Yapılacak Görevler:
• A. Realite kavramını ele alan metindeki “En büyük yanlış ise, sahip olduğumuz realitenin en doğru, en üst realite olduğuna inanmaktır.” cümlesini İngilizceye çeviriniz.
• B. Satırların başından başlayıp "22 138 27 180" ifadesini içeren satıra kadar (iki uç da dahil) uzanan satırları, istekler de dahil olmak üzere yeniden yazınız ve yanıtlardaki her koordinata 100 ekleyiniz. Yalnızca bu satırları veriniz.
====== Verilen Metin ======
Ruhsal gelişim ve Realite kavramı


Realite: /aral ersin
“Realite, insanların inanarak doğru olduğunu savundukları değerler, sahip oldukları bu değerlerle yaşama bakış açıları, bu bakış açısından insan ilişkilerini ve olayları değerlendirmeleridir. Her birey yaşamını kendince doğru olduğuna inandığı, sahip olduğu bu değer yargılarına, bu bakış açısına bağlı olarak değerlendirerek yürütür. Çünkü onun doğruları ne ise eylemi de o olacaktır. 
İnsanlar arasındaki ruhî değer ve olgunluk farkları, realite farklarından hâsıl olan değişik bilgi ve görüşler halinde dünya hayatlarına akseder. Dünyada tıpatıp aynı düşünen, hisseden iki insan mevcut değildir. Çünkü her bireyin ulaşmış olduğu tekâmül seviyesine bağlı olarak realitesi de farklıdır. Böyle oluşunun sebebi mutlak tekâmül kanunu esaslarının icap ettirdiği bir sonuçtur
Diğer taraftan insanlar bazı hassalarını, diğerlerinden daha fazla tekâmül ettirmiş olabilirler. Meselâ hainliğini azaltarak daha üstün realitenin seviyesine erişen bir insan, son derece egoist veya cimri kalmış olabilir.
Dolayısı ile Realite kişiseldir,‘Sübjektif’tir. Birey’den bireye göre farklılıklar gösterir. Çünkü her birey ayrı bir varlık ve ruhtur.Görgüsü, bilgisi tekâmül seviyesi farklıdır.
En büyük yanlış ise, sahip olduğumuz realitenin en doğru, en üst realite olduğuna inanmaktır.
Gerçekte Realite Bireye olduğu kadar zamana ve mekâna göre de değişir Bir devrin realitesi daha sonrakinden farklıdır. Çünkü bilgi ve algılama, idrak gelişmiştir. Buna paralel olarak ruhların da bilgi ve görgüsü gelişmektedir.
Neo-Spiritüalizmin kurucusu Dr.BedriRuhselman’a göre; İnsanın yaptığı en büyük hatalardan biri, bir realiteye saplanıp kalmak, ne olursa olsun ondan vazgeçmemektir.
Bunun en açık örneklerinin de Din ve Bilim alanını ilgilendiren konularda olduğunu özetle şöyle örneklemektedir:
“Bir gün bir peygamber, bir nebi veya bir bilim adamı gelir ve bazı realiteleri anlatır, açıklar. O zaman için geri olan çevresine oranla, yükseltici ve öğretici değerlere sahip olan bu bilgiler pek çok insanı karanlıktan biraz daha kurtarabilir. Her realitenin doğuşunun insanlık için yararlı ve yükseltici nedenleri vardır. Yalnız unutulan nokta hiçbir realitenin “Mutlak” olmadığı dolayısı ile devresini bitirdikten sonra zamanla idrakin, bilincin gelişmesi ile  daha yüksek bir realiteye doğru biçimlenmesi  gereğidir. Zamanla bağnazlığa dönüşebilecek olan bu tutum bilimde de vardır. Galile ve Koopernik örnekleri gibi”
====== Gösterilen Satırlar ======
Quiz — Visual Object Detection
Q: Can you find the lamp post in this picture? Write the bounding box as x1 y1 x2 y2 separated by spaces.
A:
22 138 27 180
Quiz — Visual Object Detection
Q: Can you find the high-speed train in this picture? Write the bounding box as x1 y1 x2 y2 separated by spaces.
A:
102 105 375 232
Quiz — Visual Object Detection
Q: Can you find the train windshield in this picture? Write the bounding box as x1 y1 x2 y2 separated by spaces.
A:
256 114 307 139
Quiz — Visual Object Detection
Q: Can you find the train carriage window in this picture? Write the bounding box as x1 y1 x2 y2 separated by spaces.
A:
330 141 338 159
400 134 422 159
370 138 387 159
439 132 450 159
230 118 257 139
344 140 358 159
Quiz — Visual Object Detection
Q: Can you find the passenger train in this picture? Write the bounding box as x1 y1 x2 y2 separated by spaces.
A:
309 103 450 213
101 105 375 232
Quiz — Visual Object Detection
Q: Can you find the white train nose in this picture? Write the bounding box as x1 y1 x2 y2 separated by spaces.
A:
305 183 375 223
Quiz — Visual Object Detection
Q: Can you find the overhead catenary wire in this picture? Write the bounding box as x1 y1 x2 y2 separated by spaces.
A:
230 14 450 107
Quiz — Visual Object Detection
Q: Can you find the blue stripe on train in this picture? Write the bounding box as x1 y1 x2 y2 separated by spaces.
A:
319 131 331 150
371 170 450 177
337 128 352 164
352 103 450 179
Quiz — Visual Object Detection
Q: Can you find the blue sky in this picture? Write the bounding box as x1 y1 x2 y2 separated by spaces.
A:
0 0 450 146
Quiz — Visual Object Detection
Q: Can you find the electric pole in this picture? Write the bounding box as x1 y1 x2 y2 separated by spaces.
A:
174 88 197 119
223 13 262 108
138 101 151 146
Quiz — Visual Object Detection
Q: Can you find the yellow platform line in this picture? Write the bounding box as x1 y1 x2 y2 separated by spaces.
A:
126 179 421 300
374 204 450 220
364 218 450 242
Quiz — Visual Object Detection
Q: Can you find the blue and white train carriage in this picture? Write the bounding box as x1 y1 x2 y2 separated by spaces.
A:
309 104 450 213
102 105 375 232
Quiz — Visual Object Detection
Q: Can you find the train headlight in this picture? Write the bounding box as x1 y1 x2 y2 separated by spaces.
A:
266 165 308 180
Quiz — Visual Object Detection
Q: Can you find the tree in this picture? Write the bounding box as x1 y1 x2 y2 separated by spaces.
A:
======
Görevlere Göre Çözümler:
• A. The greatest mistake, however, is to believe that the reality we hold is the most correct, the highest reality.

• B.
Quiz — Visual Object Detection
Q: Can you find the lamp post in this picture? Write the bounding box as x1 y1 x2 y2 separated by spaces.
A:
122 238 127 280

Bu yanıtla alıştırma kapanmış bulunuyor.